**Problem requirements:** Output all the data exactly. Pictures do not belong in the copy.

Segment Start: Extracted information

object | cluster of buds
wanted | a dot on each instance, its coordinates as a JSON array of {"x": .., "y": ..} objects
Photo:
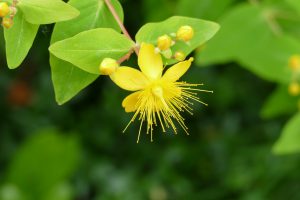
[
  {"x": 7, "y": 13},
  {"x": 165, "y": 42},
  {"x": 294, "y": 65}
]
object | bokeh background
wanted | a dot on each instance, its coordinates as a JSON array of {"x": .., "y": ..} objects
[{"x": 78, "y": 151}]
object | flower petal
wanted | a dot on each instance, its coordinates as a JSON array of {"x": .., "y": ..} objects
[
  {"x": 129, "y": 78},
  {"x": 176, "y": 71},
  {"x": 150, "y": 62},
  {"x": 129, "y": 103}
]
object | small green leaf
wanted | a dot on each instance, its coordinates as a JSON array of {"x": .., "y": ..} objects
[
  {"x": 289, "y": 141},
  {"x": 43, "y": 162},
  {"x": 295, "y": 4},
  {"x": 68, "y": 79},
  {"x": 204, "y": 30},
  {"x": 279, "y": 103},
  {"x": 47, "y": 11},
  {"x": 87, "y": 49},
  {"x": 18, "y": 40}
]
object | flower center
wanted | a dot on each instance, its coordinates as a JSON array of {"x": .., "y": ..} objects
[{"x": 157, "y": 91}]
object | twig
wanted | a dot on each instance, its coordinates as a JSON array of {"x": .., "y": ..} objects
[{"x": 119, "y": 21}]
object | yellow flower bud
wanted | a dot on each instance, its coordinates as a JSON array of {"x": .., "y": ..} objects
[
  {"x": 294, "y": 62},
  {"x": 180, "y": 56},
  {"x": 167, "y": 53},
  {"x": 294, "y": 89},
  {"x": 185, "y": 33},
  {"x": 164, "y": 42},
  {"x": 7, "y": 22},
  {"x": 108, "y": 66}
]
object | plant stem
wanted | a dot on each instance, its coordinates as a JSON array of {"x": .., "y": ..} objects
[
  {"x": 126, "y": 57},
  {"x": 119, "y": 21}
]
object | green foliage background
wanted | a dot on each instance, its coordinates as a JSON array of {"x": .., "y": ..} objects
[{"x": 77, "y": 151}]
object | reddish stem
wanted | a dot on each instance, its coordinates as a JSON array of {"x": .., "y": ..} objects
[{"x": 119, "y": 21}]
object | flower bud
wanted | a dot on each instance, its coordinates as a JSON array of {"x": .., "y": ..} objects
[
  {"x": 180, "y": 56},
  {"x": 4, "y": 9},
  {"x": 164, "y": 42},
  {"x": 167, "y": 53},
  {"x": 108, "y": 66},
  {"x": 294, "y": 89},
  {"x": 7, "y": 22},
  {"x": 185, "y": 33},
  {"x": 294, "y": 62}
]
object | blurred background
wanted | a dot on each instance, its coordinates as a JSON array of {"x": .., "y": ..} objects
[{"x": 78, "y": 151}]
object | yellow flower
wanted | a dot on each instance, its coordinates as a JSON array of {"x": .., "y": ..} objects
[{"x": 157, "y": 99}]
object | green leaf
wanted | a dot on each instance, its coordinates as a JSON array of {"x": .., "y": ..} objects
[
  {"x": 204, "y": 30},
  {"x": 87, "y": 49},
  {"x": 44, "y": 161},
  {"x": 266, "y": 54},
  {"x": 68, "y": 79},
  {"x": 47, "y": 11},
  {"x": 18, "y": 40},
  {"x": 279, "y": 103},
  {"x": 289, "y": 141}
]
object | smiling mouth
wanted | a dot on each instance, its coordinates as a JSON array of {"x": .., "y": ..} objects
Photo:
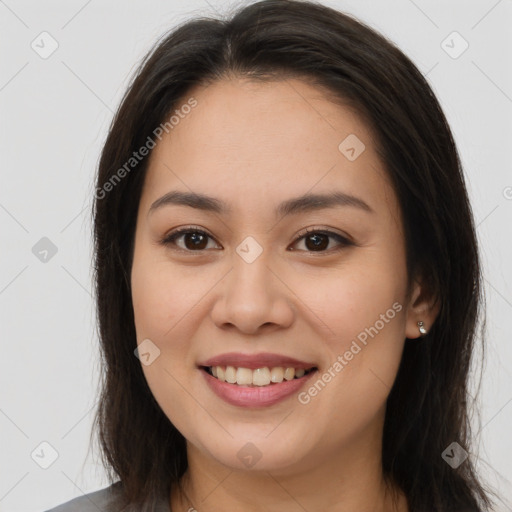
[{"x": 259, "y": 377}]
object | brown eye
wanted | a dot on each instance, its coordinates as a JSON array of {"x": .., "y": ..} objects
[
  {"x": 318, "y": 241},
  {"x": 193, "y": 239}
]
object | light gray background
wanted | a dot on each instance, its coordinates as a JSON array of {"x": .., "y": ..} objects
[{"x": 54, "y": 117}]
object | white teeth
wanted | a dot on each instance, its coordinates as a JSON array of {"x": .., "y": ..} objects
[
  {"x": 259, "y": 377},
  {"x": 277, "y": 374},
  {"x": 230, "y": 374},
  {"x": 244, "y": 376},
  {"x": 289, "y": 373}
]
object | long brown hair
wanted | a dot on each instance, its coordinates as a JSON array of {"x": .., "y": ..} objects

Segment End: Extracted information

**Answer to the exercise:**
object | cluster of buds
wanted | a dot on each instance, its coordinates as a JSON array of {"x": .., "y": ..} objects
Photo:
[
  {"x": 7, "y": 13},
  {"x": 165, "y": 42},
  {"x": 294, "y": 65}
]
object | bokeh background
wanted | a dot on each instance, its coordinates as a JSON array of {"x": .., "y": ..} objects
[{"x": 78, "y": 151}]
object | flower petal
wanted | a dot on each instance, its coordinates as a JSON array of {"x": .., "y": ..} objects
[
  {"x": 129, "y": 78},
  {"x": 176, "y": 71},
  {"x": 150, "y": 62},
  {"x": 129, "y": 103}
]
object | small green leaf
wanted | a dot on each instance, its coordinates as a JSON array of {"x": .., "y": ..} objects
[
  {"x": 289, "y": 141},
  {"x": 43, "y": 162},
  {"x": 295, "y": 4},
  {"x": 68, "y": 79},
  {"x": 204, "y": 30},
  {"x": 279, "y": 103},
  {"x": 47, "y": 11},
  {"x": 87, "y": 49},
  {"x": 18, "y": 40}
]
object | flower center
wanted | a dot on each instance, its coordinates as a JSON array of {"x": .., "y": ..} objects
[{"x": 157, "y": 91}]
object | twig
wanted | a dot on each instance, its coordinates as a JSON array of {"x": .., "y": ..} objects
[{"x": 119, "y": 21}]
object | yellow flower bud
wanted | a dot on each instance, its coordinates as a JSON array of {"x": .., "y": ..} objects
[
  {"x": 294, "y": 62},
  {"x": 180, "y": 56},
  {"x": 167, "y": 53},
  {"x": 294, "y": 89},
  {"x": 185, "y": 33},
  {"x": 164, "y": 42},
  {"x": 7, "y": 22},
  {"x": 108, "y": 66}
]
object | plant stem
wanted | a dot on each instance, its coordinates as a JSON array of {"x": .., "y": ..} objects
[
  {"x": 126, "y": 57},
  {"x": 119, "y": 21}
]
object | green foliage background
wanted | a dot on each instance, its coordinates as a JSON array of {"x": .., "y": ..} objects
[{"x": 77, "y": 151}]
object | reddish stem
wanted | a dot on each instance, its coordinates as a JSON array of {"x": .., "y": ..} objects
[{"x": 119, "y": 21}]
object | flower bud
wanted | a dot on each instance, its coordinates as a JSON array of {"x": .., "y": ..} objects
[
  {"x": 180, "y": 56},
  {"x": 4, "y": 9},
  {"x": 164, "y": 42},
  {"x": 167, "y": 53},
  {"x": 108, "y": 66},
  {"x": 294, "y": 89},
  {"x": 7, "y": 22},
  {"x": 185, "y": 33},
  {"x": 294, "y": 62}
]
object | blurred background
wanted | a dot on each instance, its coordinates as a JSON array of {"x": .., "y": ..} objects
[{"x": 78, "y": 151}]
object | yellow flower
wanted | a dot on each instance, its coordinates as a JSON array of {"x": .., "y": ..} objects
[{"x": 157, "y": 99}]
object | green leaf
wanted | a dot on each instance, its coordinates as a JSON array of {"x": .., "y": ..} objects
[
  {"x": 204, "y": 30},
  {"x": 87, "y": 49},
  {"x": 44, "y": 161},
  {"x": 266, "y": 54},
  {"x": 68, "y": 79},
  {"x": 47, "y": 11},
  {"x": 18, "y": 40},
  {"x": 279, "y": 103},
  {"x": 289, "y": 141}
]
object | smiling mouth
wanted | a dot on each instance, its coordinates as a JSON array of {"x": .., "y": ..} objects
Photo:
[{"x": 259, "y": 377}]
object | brown eye
wanted | a dot on each instance, its coordinates as a JSON array of {"x": .., "y": ..} objects
[
  {"x": 318, "y": 241},
  {"x": 193, "y": 239}
]
object | light gray background
wanted | a dot on each instance, its coordinates as a JSON array of {"x": .., "y": ..} objects
[{"x": 54, "y": 117}]
object | white teeth
wanted | a dot on each instance, its coordinates as a JSON array of {"x": .., "y": ..} objects
[
  {"x": 259, "y": 377},
  {"x": 277, "y": 374},
  {"x": 230, "y": 374},
  {"x": 244, "y": 376},
  {"x": 289, "y": 373}
]
object | long brown hair
wanted | a dot on each instance, its coordinates as a JSON array of {"x": .., "y": ..} objects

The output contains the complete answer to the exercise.